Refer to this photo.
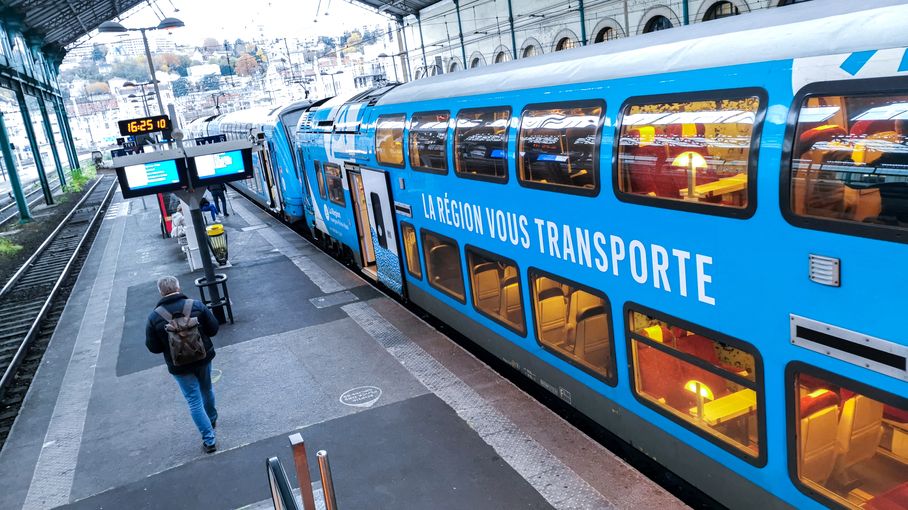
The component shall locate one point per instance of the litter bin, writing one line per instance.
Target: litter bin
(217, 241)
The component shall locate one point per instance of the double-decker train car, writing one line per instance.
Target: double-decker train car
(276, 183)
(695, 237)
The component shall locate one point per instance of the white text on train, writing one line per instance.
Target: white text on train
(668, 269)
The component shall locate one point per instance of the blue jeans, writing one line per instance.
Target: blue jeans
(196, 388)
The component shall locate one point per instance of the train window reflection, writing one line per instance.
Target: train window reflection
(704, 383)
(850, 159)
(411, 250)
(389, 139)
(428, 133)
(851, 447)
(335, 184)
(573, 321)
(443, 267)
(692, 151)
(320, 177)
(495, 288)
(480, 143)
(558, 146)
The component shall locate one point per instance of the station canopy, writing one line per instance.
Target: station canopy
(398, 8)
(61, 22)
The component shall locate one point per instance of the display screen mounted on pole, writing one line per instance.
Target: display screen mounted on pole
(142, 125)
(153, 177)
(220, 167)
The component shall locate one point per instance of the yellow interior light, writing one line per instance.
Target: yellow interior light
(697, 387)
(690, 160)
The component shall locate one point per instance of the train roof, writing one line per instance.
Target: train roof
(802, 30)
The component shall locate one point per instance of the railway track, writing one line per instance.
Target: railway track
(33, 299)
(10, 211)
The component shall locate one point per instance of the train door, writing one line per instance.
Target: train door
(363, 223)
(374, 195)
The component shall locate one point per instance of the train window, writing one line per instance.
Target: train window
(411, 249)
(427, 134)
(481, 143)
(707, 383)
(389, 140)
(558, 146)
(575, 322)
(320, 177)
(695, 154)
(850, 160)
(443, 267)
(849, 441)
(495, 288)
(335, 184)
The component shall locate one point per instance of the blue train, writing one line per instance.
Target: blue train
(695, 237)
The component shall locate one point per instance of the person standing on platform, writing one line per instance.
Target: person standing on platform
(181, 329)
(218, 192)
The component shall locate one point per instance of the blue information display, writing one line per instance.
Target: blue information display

* * *

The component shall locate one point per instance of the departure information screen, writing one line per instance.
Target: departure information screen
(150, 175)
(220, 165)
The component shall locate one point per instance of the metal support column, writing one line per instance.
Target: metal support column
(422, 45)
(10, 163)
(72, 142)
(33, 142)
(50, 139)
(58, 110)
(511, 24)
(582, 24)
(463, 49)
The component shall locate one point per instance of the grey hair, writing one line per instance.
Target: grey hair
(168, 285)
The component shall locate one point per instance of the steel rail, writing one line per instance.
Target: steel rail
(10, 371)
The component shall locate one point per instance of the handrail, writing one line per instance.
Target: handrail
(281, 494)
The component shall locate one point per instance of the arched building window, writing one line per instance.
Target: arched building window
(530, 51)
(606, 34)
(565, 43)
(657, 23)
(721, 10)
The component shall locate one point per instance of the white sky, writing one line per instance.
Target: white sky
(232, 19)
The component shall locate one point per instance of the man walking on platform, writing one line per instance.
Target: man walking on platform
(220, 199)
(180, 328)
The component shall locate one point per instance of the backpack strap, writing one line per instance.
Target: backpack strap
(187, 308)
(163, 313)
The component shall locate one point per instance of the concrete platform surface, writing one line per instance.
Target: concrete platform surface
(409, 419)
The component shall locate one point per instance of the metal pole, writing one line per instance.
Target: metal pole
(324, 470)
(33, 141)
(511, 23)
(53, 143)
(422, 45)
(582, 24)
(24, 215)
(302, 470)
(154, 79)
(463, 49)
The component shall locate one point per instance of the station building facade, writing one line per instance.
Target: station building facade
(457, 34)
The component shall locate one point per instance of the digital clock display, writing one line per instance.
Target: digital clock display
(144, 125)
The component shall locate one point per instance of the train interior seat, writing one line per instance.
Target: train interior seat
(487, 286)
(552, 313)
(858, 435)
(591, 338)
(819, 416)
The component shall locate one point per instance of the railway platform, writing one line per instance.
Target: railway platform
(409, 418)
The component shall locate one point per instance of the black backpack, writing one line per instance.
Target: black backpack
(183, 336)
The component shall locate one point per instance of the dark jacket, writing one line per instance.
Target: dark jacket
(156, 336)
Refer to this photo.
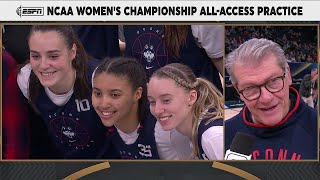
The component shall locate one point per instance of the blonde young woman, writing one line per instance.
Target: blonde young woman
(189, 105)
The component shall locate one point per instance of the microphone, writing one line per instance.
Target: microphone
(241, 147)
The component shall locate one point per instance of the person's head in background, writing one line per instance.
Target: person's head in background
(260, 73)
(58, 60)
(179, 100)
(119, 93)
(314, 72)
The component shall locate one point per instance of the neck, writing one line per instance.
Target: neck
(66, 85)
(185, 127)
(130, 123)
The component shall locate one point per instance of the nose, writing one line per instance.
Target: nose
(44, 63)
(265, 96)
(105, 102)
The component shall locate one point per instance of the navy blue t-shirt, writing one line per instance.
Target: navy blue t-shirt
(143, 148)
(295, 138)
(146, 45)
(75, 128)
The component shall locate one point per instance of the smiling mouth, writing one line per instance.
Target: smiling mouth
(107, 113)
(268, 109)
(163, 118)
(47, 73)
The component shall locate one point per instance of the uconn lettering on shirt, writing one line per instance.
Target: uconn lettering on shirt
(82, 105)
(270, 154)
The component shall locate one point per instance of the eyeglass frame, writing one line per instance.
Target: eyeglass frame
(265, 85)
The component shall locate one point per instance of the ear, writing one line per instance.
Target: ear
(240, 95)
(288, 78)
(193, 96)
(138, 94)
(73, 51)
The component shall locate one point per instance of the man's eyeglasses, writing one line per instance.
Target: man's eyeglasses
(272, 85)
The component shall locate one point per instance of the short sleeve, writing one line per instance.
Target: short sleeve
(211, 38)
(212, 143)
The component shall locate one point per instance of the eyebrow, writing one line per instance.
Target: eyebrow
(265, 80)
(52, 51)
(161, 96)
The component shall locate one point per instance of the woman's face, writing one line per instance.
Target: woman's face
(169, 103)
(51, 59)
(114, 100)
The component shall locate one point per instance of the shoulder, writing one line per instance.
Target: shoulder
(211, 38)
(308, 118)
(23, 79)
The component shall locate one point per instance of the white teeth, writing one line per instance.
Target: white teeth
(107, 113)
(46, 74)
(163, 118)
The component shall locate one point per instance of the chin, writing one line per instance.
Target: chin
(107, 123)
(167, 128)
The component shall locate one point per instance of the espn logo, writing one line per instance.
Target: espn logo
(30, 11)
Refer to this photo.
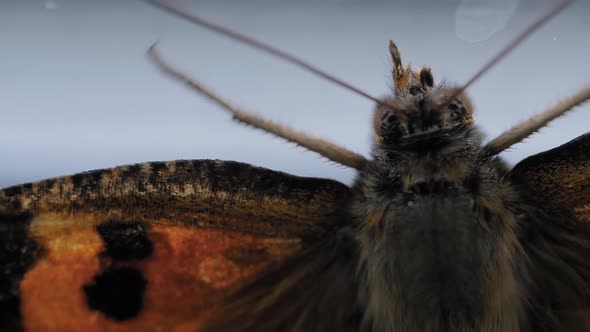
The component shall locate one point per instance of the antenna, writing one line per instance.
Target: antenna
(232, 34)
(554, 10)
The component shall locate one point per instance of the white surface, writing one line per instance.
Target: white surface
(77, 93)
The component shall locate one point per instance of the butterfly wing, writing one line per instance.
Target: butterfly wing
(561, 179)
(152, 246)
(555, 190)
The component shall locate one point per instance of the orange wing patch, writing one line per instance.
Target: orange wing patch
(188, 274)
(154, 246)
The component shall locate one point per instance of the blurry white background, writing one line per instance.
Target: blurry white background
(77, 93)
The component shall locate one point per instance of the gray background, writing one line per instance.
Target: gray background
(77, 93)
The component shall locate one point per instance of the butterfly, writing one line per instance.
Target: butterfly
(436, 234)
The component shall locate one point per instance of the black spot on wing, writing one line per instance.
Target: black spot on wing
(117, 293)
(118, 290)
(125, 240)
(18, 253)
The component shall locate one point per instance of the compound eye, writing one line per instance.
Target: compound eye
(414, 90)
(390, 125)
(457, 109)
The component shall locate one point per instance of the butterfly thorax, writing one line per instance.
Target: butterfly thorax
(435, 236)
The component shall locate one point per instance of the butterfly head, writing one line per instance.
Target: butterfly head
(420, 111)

> Exercise requirements:
From the data above, output exactly the lines between the one containing "Target: person's head in background" and the one containing "The component shall locate one point per instance of the smiling", counting both of them.

> Task output:
Target: person's head in background
(260, 73)
(58, 60)
(179, 100)
(119, 93)
(314, 72)
The component shall locate one point per instance of the neck, writing one line per instance.
Target: neck
(66, 85)
(185, 127)
(130, 123)
The component shall locate one point per instance of the nose, writing one line per instance.
Target: nose
(44, 63)
(265, 96)
(105, 102)
The component shall locate one point per instance of the navy blue t-shirt, writing one line per instance.
Target: navy blue t-shirt
(143, 148)
(295, 138)
(146, 45)
(75, 128)
The component shall locate one point per instance of the smiling mouth, writing one line per instance.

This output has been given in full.